Selected excerpt:
┌──
Nnamdi Asomugha may be able to reinvent himself as an elite corner in San Francisco. Photo by Patrick McDermott/Getty Images.
Nnamdi Asomugha may be able to reinvent himself as an elite corner in San Francisco. Photo by Patrick McDermott/Getty Images.

Nnamdi Asmougha’s back in the bay.

The former Cal Golden Bears and long-time Oakland Raiders cornerback signed an incentive laden one-year deal with the San Francisco 49ers last week, according to multiple national and local reports.

Asmougha was a lockdown corner with the Raiders but couldn’t find similar success in two years with the Philadelphia Eagles after signing a mega free-agent deal. Asmougha will fight for top playing time with Chris Culliver, Tarell Brown and Carlos Rogers.

What’s to say he won’t shoot past all three and be the No. 1 corner come midseason? The 49ers secondary has been their Achilles heel for years, and Asmougha is coming into a situation where he needs to prove he’s still a valuable asset in the NFL. There isn’t any pressure on him with no big contract to play for, but there’s a need to prove he’s worth keeping past one season on a Super Bowl-caliber team.

Asmougha is motivated for the first time in a long time and has a fresh start. It could be a blessing for San Francisco.
└──
Your tasks:
[a] Please copy the article on the 49ers signing word for word, starting with "The former Cal" and going on through "Super Bowl-caliber team.".
[b] In the article on the 49ers signing, which three players will the cornerback compete with for top playing time?

Dataset excerpts:
┌──
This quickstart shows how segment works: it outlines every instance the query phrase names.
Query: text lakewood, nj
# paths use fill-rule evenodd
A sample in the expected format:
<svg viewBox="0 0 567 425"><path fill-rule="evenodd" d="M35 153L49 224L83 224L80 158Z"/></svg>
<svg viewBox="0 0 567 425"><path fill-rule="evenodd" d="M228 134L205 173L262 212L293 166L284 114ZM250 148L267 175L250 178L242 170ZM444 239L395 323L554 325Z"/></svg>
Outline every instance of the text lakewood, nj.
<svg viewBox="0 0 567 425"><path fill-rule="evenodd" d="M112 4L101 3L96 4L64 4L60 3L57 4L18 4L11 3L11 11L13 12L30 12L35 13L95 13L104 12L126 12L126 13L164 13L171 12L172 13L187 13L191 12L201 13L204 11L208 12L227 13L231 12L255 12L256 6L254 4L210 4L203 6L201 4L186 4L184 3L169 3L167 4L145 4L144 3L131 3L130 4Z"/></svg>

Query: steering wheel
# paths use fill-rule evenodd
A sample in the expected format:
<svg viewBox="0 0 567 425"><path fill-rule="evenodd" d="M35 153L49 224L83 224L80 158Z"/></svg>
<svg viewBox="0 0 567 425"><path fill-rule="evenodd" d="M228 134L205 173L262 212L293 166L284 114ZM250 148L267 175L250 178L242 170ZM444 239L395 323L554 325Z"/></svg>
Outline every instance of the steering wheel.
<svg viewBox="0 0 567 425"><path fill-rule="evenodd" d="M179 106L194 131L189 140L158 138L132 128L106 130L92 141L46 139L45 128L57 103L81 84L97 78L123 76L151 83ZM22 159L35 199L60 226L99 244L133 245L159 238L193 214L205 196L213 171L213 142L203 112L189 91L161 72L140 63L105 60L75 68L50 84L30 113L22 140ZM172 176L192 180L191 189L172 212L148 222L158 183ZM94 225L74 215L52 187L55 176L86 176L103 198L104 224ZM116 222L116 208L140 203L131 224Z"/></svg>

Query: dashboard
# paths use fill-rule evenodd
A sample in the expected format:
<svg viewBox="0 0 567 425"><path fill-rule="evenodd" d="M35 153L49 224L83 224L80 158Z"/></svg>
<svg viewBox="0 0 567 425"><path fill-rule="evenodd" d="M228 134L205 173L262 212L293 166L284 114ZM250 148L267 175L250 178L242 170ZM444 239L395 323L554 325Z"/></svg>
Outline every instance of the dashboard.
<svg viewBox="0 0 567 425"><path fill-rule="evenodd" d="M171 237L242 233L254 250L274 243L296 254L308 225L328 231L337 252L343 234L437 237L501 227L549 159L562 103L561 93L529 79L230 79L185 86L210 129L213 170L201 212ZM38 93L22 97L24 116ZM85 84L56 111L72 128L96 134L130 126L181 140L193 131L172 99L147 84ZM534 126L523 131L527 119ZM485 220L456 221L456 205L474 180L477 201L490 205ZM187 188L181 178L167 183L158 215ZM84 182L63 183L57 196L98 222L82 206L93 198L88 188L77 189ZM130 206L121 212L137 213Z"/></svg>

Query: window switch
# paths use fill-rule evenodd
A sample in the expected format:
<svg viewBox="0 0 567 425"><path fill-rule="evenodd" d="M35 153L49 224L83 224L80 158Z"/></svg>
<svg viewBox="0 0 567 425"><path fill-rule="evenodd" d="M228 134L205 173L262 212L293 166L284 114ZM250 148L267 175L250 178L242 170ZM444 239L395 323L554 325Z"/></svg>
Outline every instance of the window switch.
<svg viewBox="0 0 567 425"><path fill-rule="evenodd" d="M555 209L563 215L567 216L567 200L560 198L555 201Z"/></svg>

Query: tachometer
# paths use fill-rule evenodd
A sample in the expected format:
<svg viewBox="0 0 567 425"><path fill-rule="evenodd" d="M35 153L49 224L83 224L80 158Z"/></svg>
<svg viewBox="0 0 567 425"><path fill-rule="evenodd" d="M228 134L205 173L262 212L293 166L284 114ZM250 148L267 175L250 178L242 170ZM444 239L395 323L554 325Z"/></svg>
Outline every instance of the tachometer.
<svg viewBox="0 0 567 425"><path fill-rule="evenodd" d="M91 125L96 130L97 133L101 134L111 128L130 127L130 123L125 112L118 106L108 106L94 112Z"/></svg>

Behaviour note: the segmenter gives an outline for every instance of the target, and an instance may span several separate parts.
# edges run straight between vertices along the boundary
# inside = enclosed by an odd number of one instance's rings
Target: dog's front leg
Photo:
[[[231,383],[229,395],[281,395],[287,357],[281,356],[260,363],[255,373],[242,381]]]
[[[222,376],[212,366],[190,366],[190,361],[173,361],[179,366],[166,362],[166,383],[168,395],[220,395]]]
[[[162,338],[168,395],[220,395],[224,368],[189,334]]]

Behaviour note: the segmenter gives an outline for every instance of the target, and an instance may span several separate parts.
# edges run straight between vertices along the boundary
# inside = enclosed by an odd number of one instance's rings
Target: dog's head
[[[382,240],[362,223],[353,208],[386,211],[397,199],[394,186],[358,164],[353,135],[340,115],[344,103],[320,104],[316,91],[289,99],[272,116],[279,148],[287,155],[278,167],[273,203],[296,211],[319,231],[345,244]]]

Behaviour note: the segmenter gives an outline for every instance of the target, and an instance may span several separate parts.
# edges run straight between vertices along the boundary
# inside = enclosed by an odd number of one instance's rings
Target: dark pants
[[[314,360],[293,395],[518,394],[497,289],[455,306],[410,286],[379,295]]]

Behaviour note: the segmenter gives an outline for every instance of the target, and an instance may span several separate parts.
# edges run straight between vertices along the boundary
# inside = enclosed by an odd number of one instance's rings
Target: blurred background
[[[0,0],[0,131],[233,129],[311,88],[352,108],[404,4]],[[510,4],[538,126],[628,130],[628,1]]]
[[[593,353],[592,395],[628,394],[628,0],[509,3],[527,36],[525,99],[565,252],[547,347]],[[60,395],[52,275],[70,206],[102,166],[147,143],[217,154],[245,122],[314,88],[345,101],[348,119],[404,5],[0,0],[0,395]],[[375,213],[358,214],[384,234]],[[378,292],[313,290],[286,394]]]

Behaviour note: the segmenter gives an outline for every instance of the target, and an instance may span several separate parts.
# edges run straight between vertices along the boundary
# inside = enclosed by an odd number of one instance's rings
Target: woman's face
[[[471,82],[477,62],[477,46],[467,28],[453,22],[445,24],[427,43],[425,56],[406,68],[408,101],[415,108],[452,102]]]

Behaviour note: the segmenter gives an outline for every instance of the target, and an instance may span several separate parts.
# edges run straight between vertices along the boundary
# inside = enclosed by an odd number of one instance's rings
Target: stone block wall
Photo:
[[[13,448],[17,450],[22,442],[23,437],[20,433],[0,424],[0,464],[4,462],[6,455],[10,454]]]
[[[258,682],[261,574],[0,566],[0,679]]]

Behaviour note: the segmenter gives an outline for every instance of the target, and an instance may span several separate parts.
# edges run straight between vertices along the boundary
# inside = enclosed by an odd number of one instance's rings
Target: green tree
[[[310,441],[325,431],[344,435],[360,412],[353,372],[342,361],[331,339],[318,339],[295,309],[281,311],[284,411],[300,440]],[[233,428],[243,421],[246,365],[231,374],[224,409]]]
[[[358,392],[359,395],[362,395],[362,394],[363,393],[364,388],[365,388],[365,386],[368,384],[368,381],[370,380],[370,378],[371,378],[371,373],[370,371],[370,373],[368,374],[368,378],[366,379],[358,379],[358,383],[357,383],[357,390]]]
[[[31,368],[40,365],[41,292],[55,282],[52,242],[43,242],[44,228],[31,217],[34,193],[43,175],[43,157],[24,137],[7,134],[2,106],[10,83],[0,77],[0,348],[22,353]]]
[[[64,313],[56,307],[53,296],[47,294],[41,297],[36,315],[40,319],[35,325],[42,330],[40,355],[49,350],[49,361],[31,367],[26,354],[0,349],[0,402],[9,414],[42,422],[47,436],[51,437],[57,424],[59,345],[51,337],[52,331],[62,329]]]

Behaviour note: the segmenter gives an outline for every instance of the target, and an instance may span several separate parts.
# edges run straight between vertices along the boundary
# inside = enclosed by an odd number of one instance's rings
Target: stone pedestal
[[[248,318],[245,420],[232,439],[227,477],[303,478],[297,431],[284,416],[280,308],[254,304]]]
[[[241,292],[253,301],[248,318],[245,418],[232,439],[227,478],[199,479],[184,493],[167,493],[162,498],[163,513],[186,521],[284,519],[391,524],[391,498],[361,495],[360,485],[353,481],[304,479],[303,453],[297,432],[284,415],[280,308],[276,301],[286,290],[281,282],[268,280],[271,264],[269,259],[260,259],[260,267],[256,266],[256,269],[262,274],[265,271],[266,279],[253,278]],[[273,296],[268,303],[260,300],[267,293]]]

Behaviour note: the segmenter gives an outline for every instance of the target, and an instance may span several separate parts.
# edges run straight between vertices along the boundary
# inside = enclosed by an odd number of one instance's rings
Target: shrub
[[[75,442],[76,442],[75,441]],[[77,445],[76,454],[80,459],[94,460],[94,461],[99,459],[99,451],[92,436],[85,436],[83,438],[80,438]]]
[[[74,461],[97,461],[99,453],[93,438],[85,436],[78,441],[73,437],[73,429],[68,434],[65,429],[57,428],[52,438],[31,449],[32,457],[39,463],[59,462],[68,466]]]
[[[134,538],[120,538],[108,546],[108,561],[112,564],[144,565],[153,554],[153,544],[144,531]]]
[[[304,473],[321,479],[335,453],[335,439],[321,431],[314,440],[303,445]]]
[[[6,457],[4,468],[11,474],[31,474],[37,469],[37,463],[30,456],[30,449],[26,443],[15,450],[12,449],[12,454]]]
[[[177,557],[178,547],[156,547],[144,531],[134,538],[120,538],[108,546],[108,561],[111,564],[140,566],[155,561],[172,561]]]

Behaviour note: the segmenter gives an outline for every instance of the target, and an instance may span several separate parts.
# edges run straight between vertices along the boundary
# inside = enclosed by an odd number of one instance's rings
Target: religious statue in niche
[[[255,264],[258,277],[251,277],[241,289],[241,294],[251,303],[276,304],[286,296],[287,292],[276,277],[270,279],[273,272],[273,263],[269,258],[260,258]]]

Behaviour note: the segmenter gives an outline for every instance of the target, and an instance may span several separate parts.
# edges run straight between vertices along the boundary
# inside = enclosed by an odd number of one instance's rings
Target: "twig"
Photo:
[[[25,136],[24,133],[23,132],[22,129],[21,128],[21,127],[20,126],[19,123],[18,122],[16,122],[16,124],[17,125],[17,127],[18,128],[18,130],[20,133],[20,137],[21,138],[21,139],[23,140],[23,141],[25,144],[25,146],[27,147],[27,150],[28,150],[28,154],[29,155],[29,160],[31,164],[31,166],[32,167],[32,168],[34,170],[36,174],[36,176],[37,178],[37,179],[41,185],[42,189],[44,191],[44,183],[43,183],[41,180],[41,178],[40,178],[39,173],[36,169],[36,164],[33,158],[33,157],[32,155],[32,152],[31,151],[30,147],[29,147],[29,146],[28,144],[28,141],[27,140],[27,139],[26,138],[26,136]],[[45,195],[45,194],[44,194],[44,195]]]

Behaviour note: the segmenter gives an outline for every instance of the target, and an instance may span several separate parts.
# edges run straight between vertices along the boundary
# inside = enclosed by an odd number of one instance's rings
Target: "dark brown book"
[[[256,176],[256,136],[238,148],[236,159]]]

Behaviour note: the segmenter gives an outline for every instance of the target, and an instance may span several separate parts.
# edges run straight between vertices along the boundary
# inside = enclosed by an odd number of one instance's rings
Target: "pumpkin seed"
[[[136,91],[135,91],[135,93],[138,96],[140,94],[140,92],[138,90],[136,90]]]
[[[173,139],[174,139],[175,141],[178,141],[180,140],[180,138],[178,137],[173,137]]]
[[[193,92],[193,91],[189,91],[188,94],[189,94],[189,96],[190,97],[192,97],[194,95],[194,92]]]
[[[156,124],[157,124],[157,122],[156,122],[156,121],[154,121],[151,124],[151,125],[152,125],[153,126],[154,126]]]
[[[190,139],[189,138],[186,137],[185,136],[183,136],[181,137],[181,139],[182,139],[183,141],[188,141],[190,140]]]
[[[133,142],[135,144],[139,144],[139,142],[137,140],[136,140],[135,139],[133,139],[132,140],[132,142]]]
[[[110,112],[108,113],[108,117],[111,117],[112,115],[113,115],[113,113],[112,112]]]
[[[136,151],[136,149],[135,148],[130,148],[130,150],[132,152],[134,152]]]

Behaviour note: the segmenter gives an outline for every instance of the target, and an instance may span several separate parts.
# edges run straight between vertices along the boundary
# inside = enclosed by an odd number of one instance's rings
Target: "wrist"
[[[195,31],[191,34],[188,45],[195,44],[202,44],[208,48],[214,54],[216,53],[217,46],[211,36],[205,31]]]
└──
Expected outputs:
[a]
The former Cal Golden Bears and long-time Oakland Raiders cornerback signed an incentive laden one-year deal with the San Francisco 49ers last week, according to multiple national and local reports.

Asmougha was a lockdown corner with the Raiders but couldn’t find similar success in two years with the Philadelphia Eagles after signing a mega free-agent deal. Asmougha will fight for top playing time with Chris Culliver, Tarell Brown and Carlos Rogers.

What’s to say he won’t shoot past all three and be the No. 1 corner come midseason? The 49ers secondary has been their Achilles heel for years, and Asmougha is coming into a situation where he needs to prove he’s still a valuable asset in the NFL. There isn’t any pressure on him with no big contract to play for, but there’s a need to prove he’s worth keeping past one season on a Super Bowl-caliber team.

[b] Chris Culliver, Tarell Brown and Carlos Rogers.